Extract —
Meanwhile, the House passed the Ocean Shipping Reform Act this week, and the President signed it, prompting praise from the National Milk Producers Federation, the U.S. Dairy Export Council and the International Dairy Foods Association. The act sets in motion a series of new rules and regulations regarding ocean carrier practices that the Federal Maritime Commission must implement over the course of the next year, according NMPF and USDEC.
IDFA’s Michael Dykes said the legislation should provide important tools to address supply chain bottlenecks plaguing U.S. dairy and food exports and provides real, long-term solutions for the many issues congesting U.S. ports and slowing exports “by placing disciplines on ocean carriers’ ability to decline export cargo, meaning more of those empty containers will soon be filled with high-quality, sustainable U.S. dairy foods for consumers around the world.”
The IDFA also submitted comments regarding the U.S. Securities and Exchange Commission’s proposed climate disclosure rule, stating, “IDFA suspects that the proposed rule will act as a barrier to entry for some businesses, especially smaller companies, and the SEC does not account for the financial and market burdens it places on businesses of all sizes with the compressed timeline and additional climate reporting scheme it layers on existing standards.”

Dataset extract —
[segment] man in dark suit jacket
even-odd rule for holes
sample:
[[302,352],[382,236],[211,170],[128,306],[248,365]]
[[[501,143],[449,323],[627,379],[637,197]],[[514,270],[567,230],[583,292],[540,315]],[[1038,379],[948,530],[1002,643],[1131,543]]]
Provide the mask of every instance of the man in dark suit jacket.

What you are asked to do —
Render this sentence from the passage on the Ocean Shipping Reform Act into Spanish: "Meanwhile, the House passed the Ocean Shipping Reform Act this week, and the President signed it, prompting praise from the National Milk Producers Federation, the U.S. Dairy Export Council and the International Dairy Foods Association." The entries are not required for this exercise.

Final result —
Mientras tanto, la Cámara aprobó esta semana la Ley de Reforma del Transporte Marítimo, y el Presidente la firmó, lo que suscitó elogios de la Federación Nacional de Productores de Leche, el Consejo de Exportación de Productos Lácteos de EE. UU. y la Asociación Internacional de Alimentos Lácteos.